=== EXCERPTED PASSAGE ===
·····
Multiplex and Stress Benchmarks

Isoform switching and gene expression can change independently. A gene that doubles its expression without changing its dominant isoform is an abundance event; a gene that redistributes transcript usage without changing total expression is a switching event. Both types of co-regulation occur in real RNA-seq data, and treating them as a single signal conflates distinct biological mechanisms.

IsoGraph separates these signals by constructing two feature channels per gene: an abundance channel (log-CPM–standardized gene counts, available for all genes) and a switch channel (CLR-SVD transcript usage coordinate, available for multi-isoform genes). A typed feature graph with per-channel edge thresholds and an auto-calibrated abundance threshold connects genes through whichever channels are active. The multiplex_v1 benchmark suite provides planted ground-truth modules with known role assignments to validate that IsoGraph recovers each type.

The benchmark runner reports overall planted-module recovery plus role-aware recall for:

switch_only — genes whose module membership is driven by switching, not expression
abundance_only — genes driven by expression level changes only
coupled — both channels active and positively correlated (r ≥ 0.2)
discordant — both channels active but anticorrelated (r < −0.2)
·····
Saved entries

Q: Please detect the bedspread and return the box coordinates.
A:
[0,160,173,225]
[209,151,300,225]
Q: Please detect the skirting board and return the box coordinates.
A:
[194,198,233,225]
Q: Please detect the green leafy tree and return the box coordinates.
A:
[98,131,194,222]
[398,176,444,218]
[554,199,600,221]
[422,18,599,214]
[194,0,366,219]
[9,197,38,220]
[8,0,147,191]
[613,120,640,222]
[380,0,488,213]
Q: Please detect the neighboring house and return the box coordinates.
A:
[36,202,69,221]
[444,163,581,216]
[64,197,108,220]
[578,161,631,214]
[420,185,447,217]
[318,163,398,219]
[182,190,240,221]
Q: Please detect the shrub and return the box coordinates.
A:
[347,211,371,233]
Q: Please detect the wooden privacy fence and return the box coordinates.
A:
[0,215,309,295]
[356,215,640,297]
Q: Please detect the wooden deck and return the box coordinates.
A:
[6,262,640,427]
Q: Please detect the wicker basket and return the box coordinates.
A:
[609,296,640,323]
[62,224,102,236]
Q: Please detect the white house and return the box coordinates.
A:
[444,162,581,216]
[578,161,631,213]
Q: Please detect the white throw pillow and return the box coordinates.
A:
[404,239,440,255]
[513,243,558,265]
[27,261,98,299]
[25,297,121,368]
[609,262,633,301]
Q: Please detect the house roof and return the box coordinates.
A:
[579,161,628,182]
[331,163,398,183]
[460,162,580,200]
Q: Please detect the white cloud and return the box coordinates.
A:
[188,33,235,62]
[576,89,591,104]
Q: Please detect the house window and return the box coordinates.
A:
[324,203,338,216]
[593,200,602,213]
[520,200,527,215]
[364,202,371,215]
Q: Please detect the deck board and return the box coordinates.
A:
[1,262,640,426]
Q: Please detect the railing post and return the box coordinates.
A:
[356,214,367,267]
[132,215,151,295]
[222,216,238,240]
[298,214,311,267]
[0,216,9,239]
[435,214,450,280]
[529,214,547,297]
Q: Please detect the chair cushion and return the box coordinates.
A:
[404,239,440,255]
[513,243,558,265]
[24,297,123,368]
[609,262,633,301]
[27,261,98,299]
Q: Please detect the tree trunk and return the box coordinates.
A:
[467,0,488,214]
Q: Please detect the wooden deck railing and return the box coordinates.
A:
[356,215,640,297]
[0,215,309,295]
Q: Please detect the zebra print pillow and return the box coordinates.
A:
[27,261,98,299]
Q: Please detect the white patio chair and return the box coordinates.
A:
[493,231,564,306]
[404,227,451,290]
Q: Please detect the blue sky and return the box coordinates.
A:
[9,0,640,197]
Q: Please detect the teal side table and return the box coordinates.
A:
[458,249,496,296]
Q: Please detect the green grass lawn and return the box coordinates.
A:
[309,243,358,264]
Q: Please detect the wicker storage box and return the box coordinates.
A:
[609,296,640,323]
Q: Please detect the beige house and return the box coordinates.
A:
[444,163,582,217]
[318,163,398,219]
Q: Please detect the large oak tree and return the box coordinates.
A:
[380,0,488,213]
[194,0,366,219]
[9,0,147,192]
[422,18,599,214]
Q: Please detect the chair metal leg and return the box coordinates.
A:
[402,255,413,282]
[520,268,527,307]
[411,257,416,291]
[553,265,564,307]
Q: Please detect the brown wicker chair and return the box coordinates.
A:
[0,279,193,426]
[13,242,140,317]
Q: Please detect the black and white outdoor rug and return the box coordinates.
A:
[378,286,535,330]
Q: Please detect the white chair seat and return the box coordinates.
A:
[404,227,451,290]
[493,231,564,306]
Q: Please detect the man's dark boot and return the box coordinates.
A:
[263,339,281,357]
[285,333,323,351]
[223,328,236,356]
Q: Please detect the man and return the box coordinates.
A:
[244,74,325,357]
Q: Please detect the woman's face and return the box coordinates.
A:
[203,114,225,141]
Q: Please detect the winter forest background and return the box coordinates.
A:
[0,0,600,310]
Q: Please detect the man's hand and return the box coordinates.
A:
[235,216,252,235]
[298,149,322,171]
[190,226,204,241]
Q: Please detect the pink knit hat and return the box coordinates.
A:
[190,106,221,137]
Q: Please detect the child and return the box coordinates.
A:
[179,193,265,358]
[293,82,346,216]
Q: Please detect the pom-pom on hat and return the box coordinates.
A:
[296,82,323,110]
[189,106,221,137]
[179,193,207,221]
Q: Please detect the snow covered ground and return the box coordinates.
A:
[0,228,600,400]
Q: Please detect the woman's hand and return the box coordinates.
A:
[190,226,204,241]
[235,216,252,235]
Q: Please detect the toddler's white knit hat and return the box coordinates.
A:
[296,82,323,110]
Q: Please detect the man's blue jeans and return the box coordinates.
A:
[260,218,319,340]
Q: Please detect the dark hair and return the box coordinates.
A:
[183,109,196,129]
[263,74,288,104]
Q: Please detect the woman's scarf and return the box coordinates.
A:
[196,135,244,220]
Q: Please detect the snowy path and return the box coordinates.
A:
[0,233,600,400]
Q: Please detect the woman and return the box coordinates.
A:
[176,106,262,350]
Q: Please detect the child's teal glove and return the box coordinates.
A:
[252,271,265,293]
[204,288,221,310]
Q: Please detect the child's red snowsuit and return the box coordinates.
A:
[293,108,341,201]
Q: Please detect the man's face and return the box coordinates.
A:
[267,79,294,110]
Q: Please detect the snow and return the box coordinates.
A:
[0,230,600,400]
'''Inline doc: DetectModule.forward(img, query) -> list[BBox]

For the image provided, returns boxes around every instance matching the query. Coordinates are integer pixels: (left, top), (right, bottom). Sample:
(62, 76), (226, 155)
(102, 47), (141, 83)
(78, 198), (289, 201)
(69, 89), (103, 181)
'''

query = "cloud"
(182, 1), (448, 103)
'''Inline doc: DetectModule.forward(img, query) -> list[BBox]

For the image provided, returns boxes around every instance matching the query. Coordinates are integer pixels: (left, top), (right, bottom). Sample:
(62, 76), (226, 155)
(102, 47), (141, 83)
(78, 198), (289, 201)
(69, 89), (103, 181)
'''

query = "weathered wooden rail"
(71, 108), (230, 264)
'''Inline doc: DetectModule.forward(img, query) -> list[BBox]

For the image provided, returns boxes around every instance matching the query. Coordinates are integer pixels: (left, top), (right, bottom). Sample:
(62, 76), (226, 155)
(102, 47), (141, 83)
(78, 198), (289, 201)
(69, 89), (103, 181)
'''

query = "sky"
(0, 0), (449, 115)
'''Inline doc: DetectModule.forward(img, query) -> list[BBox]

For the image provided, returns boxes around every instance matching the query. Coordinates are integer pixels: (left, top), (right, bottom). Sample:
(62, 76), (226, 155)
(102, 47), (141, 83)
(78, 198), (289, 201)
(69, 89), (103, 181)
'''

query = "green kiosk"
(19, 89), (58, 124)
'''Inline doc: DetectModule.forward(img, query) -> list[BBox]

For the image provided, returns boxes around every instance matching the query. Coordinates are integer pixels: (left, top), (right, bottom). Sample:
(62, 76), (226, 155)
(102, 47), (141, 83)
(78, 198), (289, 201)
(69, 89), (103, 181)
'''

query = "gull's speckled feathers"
·····
=== WORK INSTRUCTION ===
From the text on isoform switching benchmarks, quote from "The benchmark runner" up to and including "anticorrelated (r < −0.2)", word for word.

=== SOLVED PROBLEM ===
The benchmark runner reports overall planted-module recovery plus role-aware recall for:

switch_only — genes whose module membership is driven by switching, not expression
abundance_only — genes driven by expression level changes only
coupled — both channels active and positively correlated (r ≥ 0.2)
discordant — both channels active but anticorrelated (r < −0.2)